» Work instruction A
Answer these questions from the text on motor skills, one answer to a line:
(i) Which sense does the text give as the meaning of proprioception?
(ii) Which part of the brain does the text say processes sensor information into coordinates and sequences of movements?
(iii) Which two neurodegenerative diseases does the text name?
» Work instruction B
Reproduce the part of the text on motor skills starting with "We acquire Motor" and going on through "in our retirement.".

» Selected text
<<<<
Sports, Fine and Gross Motor Skills are special types of memories that we acquire through practice and repetition. By repeating a physical task, we get better and better at it and over time, will be able to perform it perfectly without conscious thought.
We acquire Motor skills throughout our lives, from learning to crawl and pull ourselves upright, to new sporting and recreational skills as we grow, through to learning new life and hobby skills in our retirement.
Proprioception (our sense of position) when combined with Kinesthesia (our sense of movement) provides us with the ability to sense the position, location and movement of our limbs, body and head, as we move. Vestibular senses include balance, acceleration and gravity, all combine to allow us to allow us to move smoothly. Our Visual sense provides us with information about our relation to the horizon and the perceived movement of our immediate vicinity.
Special sensors in our joints, tendons, muscles and skin feed information on tension, angle and speed of our limbs, via our Central Nervous System where they are processed by our Primary Motor Cortex into coordinates and sequences of movements that create a Movement Memory Map or Motor Map for a specific activity or skill.
With sufficient repetitions, we refine and adjust our Movement Memory Maps until they become a Motor Skill so well defined and rehearsed, that we can undertake that task without conscious thought.
Rehabilitation of Fine Motor Skills?
Rehabilitation Brain Trainers can help restore and rehabilitate fine motor skills, which have been developed and refined over decades and utilized for hundreds of everyday tasks. These skills can be lost instantly in the event of a stroke or traumatic brain injury, or gradually decline in neurodegenerative diseases like Parkinson’s or Alzheimer’s, or due to changes in joint biomechanics from joint replacement or osteoarthritis.
>>>>
» Input data
<<<<
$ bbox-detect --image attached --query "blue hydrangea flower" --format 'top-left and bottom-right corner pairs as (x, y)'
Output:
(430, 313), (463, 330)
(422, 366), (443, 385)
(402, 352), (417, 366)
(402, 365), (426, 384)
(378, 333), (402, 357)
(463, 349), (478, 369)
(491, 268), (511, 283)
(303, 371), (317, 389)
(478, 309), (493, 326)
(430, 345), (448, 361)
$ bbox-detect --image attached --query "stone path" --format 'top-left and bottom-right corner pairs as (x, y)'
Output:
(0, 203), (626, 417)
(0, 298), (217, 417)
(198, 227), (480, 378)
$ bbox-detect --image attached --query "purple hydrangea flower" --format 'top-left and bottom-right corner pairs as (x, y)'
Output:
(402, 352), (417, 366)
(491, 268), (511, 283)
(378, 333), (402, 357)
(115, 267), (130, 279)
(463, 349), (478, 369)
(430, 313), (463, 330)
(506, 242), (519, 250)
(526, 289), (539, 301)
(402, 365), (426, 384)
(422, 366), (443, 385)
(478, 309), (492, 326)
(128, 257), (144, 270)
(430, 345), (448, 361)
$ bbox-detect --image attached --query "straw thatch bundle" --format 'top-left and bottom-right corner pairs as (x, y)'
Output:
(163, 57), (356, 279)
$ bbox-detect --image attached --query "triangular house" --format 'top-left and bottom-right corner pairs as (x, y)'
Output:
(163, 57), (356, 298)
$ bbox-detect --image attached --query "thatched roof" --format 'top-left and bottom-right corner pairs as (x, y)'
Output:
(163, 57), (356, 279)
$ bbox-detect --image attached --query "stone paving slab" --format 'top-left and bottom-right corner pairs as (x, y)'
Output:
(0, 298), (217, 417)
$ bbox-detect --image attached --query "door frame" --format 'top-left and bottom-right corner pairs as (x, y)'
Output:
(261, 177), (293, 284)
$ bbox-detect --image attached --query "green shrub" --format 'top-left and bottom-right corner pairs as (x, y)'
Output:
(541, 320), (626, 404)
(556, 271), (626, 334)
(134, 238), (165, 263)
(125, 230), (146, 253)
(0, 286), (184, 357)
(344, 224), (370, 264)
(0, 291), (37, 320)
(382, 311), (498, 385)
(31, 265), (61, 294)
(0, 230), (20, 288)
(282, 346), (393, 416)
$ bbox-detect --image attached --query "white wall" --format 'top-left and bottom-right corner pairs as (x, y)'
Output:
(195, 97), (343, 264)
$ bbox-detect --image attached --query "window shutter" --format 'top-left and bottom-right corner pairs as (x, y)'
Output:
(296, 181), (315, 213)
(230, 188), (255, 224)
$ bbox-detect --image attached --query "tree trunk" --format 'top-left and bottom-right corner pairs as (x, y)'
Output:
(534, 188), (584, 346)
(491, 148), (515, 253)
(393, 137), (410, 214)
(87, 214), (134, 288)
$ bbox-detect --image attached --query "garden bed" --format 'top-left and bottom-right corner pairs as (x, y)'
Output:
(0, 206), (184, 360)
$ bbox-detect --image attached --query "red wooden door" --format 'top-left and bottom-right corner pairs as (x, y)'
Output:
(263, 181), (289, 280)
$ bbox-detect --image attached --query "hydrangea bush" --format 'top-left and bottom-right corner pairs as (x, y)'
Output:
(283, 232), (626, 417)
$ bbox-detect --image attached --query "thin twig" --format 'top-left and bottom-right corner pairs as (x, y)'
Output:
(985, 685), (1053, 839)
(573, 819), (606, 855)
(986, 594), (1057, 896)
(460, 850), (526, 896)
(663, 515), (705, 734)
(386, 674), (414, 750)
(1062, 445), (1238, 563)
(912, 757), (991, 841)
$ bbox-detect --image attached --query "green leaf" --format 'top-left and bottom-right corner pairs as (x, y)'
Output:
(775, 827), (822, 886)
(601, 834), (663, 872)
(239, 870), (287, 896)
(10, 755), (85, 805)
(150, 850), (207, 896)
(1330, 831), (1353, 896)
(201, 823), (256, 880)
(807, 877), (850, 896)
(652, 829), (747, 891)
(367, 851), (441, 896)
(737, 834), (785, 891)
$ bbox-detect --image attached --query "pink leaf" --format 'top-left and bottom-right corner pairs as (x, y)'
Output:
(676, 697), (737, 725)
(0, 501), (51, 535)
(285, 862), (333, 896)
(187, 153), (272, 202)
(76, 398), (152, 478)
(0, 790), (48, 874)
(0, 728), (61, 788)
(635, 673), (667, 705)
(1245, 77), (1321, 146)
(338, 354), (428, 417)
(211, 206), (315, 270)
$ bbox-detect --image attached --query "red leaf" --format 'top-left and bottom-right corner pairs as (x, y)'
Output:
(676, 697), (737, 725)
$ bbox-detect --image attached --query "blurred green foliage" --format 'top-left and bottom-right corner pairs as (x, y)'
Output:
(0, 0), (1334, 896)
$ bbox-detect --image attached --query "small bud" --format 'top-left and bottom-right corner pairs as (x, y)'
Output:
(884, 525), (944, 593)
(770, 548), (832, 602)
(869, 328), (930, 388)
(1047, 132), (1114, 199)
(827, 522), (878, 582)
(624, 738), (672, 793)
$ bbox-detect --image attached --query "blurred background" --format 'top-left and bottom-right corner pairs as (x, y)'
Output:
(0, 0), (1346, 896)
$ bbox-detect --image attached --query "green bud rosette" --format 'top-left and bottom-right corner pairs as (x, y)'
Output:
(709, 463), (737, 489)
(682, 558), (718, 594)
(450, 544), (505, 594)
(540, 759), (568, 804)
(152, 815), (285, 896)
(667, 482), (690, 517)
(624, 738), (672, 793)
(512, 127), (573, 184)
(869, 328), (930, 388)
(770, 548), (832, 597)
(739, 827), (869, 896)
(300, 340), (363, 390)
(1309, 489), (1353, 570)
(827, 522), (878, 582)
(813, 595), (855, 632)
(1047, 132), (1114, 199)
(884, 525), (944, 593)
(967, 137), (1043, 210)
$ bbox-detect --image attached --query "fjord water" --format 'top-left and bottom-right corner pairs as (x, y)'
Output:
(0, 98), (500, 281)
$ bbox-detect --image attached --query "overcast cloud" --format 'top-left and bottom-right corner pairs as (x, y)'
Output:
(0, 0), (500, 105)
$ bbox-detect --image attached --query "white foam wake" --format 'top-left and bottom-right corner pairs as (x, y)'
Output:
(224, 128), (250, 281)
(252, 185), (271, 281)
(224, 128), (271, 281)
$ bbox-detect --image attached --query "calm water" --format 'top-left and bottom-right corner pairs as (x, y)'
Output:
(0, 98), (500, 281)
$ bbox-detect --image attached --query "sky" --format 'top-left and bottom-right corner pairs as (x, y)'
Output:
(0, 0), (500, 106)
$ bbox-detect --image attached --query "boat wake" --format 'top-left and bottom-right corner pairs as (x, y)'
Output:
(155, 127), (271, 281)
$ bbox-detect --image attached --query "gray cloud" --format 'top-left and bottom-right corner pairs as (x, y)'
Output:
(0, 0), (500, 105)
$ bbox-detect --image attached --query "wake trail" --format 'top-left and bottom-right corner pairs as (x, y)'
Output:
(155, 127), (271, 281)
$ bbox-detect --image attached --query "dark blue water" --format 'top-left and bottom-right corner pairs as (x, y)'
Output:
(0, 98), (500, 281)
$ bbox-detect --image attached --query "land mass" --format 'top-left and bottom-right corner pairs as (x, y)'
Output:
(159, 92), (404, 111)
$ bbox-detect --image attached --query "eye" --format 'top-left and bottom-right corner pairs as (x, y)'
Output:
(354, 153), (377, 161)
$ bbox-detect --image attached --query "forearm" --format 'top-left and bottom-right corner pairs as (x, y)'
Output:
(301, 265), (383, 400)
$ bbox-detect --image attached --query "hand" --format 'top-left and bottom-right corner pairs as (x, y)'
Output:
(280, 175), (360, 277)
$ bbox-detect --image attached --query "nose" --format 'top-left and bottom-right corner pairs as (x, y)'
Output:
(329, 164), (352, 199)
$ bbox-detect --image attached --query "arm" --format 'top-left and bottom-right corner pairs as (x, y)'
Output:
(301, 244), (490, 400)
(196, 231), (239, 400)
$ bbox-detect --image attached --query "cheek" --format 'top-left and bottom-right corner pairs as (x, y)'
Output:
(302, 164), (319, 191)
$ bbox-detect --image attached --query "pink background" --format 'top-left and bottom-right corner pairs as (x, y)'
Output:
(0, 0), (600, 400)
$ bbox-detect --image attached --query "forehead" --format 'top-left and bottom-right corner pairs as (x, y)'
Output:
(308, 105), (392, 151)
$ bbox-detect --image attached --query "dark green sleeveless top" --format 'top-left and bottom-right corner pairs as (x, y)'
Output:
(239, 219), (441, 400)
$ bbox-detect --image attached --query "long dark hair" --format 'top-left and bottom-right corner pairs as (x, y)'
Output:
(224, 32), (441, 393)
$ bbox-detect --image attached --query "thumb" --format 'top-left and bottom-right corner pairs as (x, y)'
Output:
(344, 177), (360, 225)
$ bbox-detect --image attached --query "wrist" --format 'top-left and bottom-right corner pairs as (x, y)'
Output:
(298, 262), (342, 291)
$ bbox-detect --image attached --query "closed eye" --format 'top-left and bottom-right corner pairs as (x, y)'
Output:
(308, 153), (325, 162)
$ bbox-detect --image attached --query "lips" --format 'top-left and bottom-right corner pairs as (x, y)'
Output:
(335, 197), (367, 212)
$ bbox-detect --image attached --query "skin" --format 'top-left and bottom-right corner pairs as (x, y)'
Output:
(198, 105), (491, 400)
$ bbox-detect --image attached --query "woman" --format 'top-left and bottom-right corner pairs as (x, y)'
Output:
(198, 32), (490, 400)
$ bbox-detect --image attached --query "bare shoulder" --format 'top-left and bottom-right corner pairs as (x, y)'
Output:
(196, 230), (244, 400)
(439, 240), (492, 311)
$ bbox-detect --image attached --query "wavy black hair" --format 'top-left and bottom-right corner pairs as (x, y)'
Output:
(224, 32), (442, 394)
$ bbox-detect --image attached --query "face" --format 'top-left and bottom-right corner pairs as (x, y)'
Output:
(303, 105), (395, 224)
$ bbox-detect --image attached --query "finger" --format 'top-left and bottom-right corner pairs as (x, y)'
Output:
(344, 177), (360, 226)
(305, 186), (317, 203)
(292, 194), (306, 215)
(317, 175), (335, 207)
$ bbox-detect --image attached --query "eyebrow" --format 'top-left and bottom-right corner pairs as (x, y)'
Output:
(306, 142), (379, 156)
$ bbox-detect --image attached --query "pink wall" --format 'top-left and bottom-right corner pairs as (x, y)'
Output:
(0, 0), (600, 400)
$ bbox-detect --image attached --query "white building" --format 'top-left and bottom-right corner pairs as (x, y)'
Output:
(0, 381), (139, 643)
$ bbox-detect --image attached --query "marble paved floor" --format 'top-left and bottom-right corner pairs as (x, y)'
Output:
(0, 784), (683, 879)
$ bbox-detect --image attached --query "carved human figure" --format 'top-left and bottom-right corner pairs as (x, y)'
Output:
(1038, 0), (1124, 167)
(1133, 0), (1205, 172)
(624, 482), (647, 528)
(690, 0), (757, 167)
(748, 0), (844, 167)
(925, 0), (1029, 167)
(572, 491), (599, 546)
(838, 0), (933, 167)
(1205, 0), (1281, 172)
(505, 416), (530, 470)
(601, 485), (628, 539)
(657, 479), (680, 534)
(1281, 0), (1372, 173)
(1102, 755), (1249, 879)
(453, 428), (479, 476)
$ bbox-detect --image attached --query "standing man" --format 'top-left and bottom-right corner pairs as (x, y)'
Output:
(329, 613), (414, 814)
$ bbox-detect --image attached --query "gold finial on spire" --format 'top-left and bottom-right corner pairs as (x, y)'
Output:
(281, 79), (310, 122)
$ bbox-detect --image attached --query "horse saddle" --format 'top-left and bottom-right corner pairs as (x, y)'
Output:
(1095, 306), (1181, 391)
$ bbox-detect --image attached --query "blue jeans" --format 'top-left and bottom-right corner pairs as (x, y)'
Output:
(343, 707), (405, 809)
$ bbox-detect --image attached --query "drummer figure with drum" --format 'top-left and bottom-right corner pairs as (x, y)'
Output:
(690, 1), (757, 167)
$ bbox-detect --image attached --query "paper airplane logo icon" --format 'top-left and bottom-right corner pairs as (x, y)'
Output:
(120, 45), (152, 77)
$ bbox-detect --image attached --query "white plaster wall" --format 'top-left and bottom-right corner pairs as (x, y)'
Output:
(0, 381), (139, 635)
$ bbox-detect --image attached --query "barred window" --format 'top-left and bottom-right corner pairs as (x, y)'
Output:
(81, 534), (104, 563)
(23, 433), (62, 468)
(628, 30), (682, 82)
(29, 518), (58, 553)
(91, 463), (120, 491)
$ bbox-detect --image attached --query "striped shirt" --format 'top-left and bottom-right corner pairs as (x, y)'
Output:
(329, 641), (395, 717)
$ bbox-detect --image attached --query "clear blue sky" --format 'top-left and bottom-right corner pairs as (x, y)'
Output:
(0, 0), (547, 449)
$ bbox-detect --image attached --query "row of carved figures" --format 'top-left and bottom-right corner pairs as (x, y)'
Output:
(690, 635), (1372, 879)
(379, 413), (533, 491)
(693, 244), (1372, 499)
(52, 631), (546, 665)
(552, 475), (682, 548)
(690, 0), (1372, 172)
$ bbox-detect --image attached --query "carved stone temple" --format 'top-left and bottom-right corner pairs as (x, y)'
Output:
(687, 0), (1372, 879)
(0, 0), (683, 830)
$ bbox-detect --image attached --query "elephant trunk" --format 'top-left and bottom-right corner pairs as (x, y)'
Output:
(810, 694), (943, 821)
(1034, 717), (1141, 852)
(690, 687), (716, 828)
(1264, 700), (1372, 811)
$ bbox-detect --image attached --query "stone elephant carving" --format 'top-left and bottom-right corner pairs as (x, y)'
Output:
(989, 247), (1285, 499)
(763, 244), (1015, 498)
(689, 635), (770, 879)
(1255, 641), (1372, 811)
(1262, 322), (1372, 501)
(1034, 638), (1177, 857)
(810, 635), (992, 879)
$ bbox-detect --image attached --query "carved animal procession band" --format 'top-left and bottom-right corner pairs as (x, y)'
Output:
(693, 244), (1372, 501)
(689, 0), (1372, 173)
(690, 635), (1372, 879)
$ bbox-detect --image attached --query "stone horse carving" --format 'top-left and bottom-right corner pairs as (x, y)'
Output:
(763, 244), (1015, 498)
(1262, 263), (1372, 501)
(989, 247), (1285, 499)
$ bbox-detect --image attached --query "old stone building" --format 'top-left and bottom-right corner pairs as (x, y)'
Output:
>>>>
» Written reply A
(i) Our sense of position.
(ii) The Primary Motor Cortex.
(iii) Parkinson’s and Alzheimer’s.

» Written reply B
We acquire Motor skills throughout our lives, from learning to crawl and pull ourselves upright, to new sporting and recreational skills as we grow, through to learning new life and hobby skills in our retirement.